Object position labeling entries
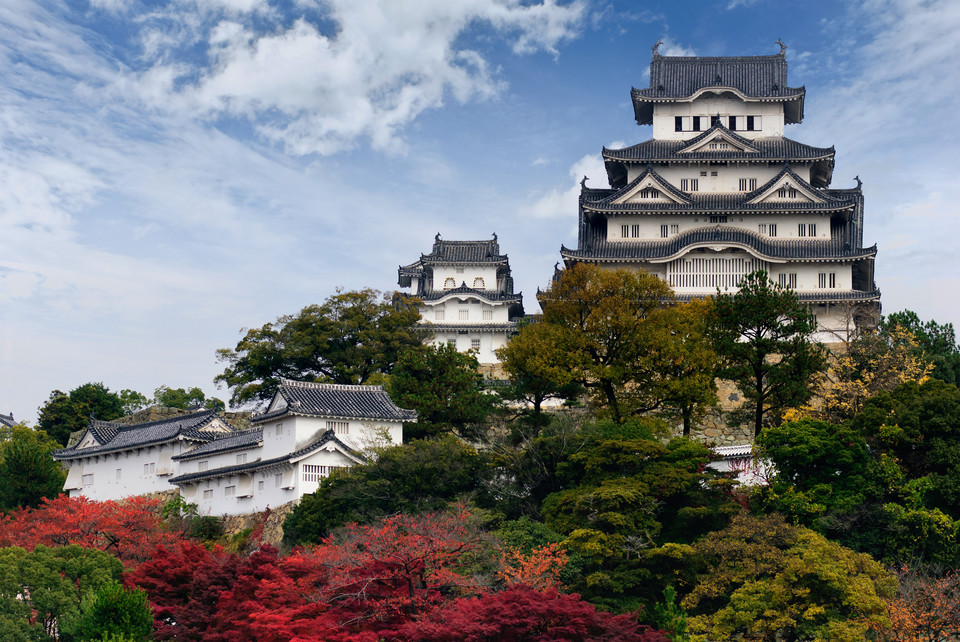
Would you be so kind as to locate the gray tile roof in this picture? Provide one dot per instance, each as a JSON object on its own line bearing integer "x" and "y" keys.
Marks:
{"x": 336, "y": 400}
{"x": 464, "y": 289}
{"x": 602, "y": 200}
{"x": 674, "y": 77}
{"x": 238, "y": 441}
{"x": 321, "y": 440}
{"x": 115, "y": 437}
{"x": 648, "y": 250}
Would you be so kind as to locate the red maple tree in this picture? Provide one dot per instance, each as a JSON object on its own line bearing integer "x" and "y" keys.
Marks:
{"x": 130, "y": 529}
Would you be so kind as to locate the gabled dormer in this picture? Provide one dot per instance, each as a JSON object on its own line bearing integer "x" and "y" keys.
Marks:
{"x": 648, "y": 188}
{"x": 785, "y": 187}
{"x": 720, "y": 140}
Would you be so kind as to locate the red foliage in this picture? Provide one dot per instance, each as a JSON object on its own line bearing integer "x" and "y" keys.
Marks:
{"x": 184, "y": 583}
{"x": 521, "y": 613}
{"x": 130, "y": 529}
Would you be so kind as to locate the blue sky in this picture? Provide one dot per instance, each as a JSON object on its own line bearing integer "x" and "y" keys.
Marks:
{"x": 175, "y": 171}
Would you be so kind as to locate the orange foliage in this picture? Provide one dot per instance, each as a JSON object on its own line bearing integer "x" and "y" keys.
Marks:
{"x": 539, "y": 570}
{"x": 131, "y": 529}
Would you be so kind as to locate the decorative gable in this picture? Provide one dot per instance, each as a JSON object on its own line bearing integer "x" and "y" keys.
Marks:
{"x": 719, "y": 141}
{"x": 649, "y": 188}
{"x": 786, "y": 190}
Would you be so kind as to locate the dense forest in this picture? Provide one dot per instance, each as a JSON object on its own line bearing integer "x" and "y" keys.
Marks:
{"x": 567, "y": 502}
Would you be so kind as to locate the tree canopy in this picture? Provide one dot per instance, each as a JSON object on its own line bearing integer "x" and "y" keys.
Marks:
{"x": 763, "y": 334}
{"x": 347, "y": 339}
{"x": 65, "y": 413}
{"x": 619, "y": 334}
{"x": 28, "y": 473}
{"x": 445, "y": 387}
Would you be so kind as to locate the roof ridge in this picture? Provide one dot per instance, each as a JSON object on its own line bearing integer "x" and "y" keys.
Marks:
{"x": 328, "y": 386}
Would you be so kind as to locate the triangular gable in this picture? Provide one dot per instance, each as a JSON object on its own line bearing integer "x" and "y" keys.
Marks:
{"x": 720, "y": 140}
{"x": 785, "y": 187}
{"x": 649, "y": 187}
{"x": 277, "y": 403}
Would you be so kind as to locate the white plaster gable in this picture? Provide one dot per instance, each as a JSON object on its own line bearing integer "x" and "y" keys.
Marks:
{"x": 650, "y": 181}
{"x": 804, "y": 194}
{"x": 719, "y": 141}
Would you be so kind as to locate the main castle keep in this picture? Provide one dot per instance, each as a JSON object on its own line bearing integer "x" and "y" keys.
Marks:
{"x": 720, "y": 192}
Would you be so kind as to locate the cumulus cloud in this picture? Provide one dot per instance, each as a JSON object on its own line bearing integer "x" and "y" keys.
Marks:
{"x": 563, "y": 203}
{"x": 316, "y": 90}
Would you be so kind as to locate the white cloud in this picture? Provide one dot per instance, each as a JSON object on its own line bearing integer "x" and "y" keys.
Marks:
{"x": 318, "y": 92}
{"x": 563, "y": 203}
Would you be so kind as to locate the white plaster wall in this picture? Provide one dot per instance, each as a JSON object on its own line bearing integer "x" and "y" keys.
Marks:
{"x": 727, "y": 180}
{"x": 787, "y": 225}
{"x": 771, "y": 116}
{"x": 467, "y": 275}
{"x": 133, "y": 480}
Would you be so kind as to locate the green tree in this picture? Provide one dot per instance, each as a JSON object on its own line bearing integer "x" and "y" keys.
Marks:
{"x": 763, "y": 579}
{"x": 347, "y": 339}
{"x": 185, "y": 399}
{"x": 534, "y": 375}
{"x": 936, "y": 343}
{"x": 27, "y": 471}
{"x": 445, "y": 387}
{"x": 115, "y": 611}
{"x": 65, "y": 413}
{"x": 43, "y": 592}
{"x": 418, "y": 477}
{"x": 132, "y": 401}
{"x": 615, "y": 333}
{"x": 763, "y": 334}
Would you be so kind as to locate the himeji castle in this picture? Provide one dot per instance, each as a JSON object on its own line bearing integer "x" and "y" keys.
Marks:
{"x": 719, "y": 192}
{"x": 467, "y": 293}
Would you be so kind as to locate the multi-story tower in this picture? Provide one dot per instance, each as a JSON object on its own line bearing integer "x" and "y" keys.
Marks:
{"x": 467, "y": 294}
{"x": 719, "y": 192}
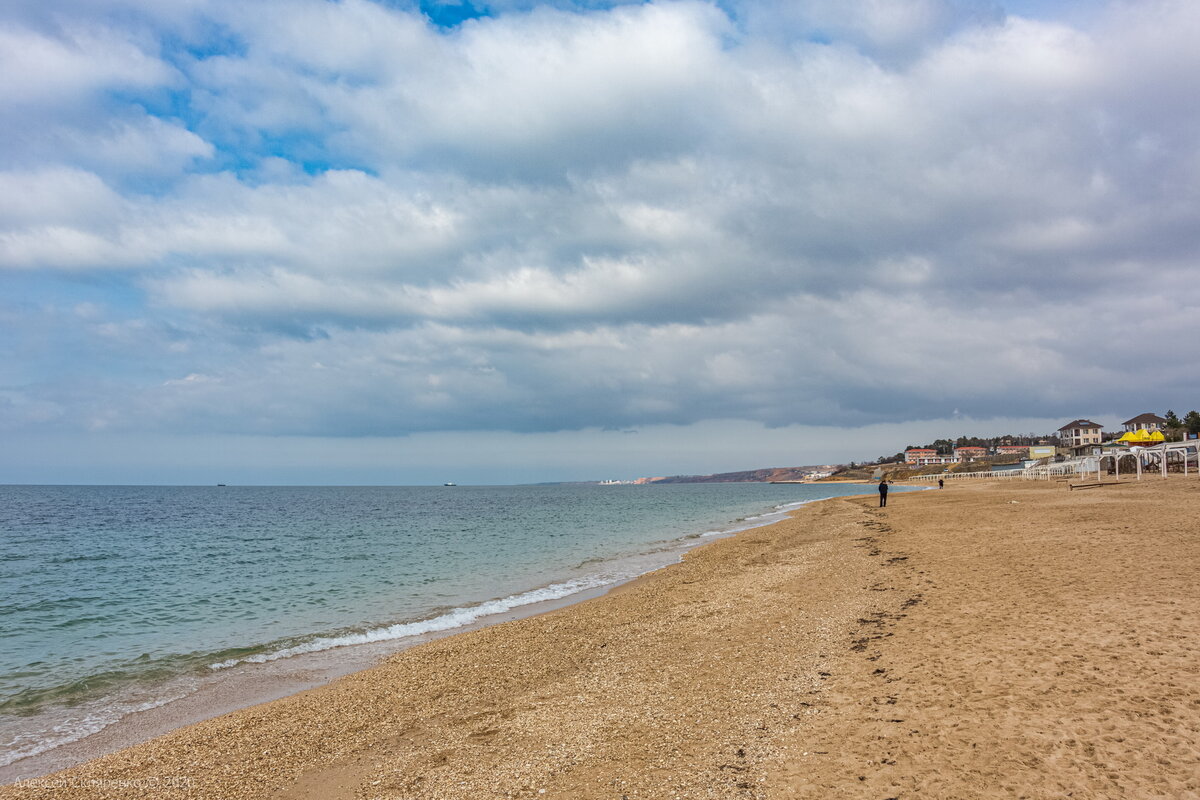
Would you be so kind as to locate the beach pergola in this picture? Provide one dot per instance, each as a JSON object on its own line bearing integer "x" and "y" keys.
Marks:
{"x": 1161, "y": 453}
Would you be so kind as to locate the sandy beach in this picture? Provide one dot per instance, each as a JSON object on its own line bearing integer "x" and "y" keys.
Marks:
{"x": 983, "y": 641}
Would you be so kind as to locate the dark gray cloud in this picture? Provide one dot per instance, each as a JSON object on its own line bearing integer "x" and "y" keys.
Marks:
{"x": 339, "y": 220}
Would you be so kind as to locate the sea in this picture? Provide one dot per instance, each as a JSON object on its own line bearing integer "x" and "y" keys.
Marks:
{"x": 120, "y": 600}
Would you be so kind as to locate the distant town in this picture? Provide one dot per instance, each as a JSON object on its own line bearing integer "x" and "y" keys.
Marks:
{"x": 1075, "y": 438}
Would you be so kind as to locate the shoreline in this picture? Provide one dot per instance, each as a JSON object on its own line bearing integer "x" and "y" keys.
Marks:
{"x": 984, "y": 641}
{"x": 252, "y": 683}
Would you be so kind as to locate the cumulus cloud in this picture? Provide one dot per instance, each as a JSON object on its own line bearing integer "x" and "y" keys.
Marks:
{"x": 342, "y": 220}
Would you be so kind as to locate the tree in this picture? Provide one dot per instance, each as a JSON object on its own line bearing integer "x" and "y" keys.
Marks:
{"x": 1193, "y": 422}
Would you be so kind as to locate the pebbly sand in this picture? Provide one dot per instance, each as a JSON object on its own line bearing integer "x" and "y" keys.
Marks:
{"x": 983, "y": 641}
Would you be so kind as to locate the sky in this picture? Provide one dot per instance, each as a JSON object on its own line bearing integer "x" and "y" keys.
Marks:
{"x": 304, "y": 241}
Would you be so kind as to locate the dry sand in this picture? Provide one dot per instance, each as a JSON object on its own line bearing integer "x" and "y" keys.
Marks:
{"x": 1000, "y": 641}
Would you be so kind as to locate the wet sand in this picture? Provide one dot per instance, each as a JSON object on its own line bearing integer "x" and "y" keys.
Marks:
{"x": 1012, "y": 639}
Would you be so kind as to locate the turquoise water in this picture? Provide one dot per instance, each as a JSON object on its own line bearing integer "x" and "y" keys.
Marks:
{"x": 109, "y": 588}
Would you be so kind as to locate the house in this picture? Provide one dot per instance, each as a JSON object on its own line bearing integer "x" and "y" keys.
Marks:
{"x": 922, "y": 456}
{"x": 970, "y": 452}
{"x": 1145, "y": 421}
{"x": 1080, "y": 433}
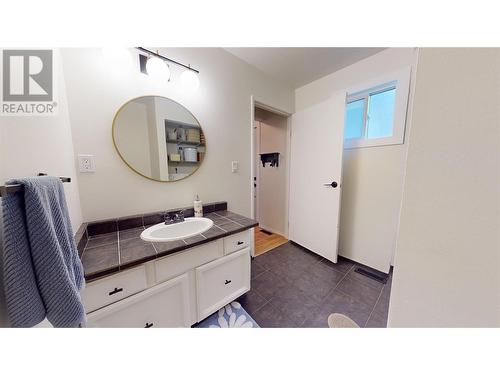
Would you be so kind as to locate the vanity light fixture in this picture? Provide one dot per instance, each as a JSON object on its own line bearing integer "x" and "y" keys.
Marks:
{"x": 149, "y": 64}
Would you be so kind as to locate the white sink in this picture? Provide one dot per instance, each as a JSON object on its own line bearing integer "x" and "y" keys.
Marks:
{"x": 191, "y": 226}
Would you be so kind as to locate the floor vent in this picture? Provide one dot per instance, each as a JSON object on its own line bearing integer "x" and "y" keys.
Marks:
{"x": 266, "y": 232}
{"x": 381, "y": 278}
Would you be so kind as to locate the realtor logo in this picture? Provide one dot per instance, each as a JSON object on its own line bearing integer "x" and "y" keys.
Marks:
{"x": 27, "y": 82}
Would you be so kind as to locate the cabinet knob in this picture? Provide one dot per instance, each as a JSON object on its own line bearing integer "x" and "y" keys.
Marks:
{"x": 116, "y": 290}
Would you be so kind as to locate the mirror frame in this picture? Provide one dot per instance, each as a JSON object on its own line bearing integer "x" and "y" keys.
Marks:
{"x": 125, "y": 161}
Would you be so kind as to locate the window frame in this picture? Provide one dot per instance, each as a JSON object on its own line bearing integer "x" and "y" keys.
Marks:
{"x": 400, "y": 80}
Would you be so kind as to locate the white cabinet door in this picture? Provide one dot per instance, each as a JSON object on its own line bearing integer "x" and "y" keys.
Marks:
{"x": 165, "y": 305}
{"x": 222, "y": 281}
{"x": 315, "y": 175}
{"x": 113, "y": 288}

__WHAT TO DO__.
Each line from the one containing "Would you be so kind as to locate the realtor" to the end of the records should be echoed exactly, and no other line.

__TASK SOLUTION__.
Would you be so kind as to locate the realtor logo in this picture? Provide one dot per instance, each as a JSON object on its own line bearing integer "x" and "y" keys.
Marks:
{"x": 27, "y": 82}
Would you be so kind as to locate the cabinet knob in this picture? Provide one dot per instance, each as a JSON object on its own line bearing integer "x" and "y" keys.
Marks:
{"x": 116, "y": 290}
Would you be so kind as to locate the mirror frame in this picture? Provide one dot per instance, each as a JSON object on its own line bearing integer "x" and "y" keys.
Marks:
{"x": 125, "y": 161}
Would you be so kind as to locate the window frame in this picture? Provide one dot per instance, each as a JSON object on its own line bearing integer "x" and "y" keys.
Marks:
{"x": 400, "y": 80}
Would you be so kind as to locate the white cabinet door in this picture? Provide one dot per instance, each as a JSON object on its own line bearing integer "x" and "y" keys.
Marks:
{"x": 165, "y": 305}
{"x": 222, "y": 281}
{"x": 315, "y": 175}
{"x": 113, "y": 288}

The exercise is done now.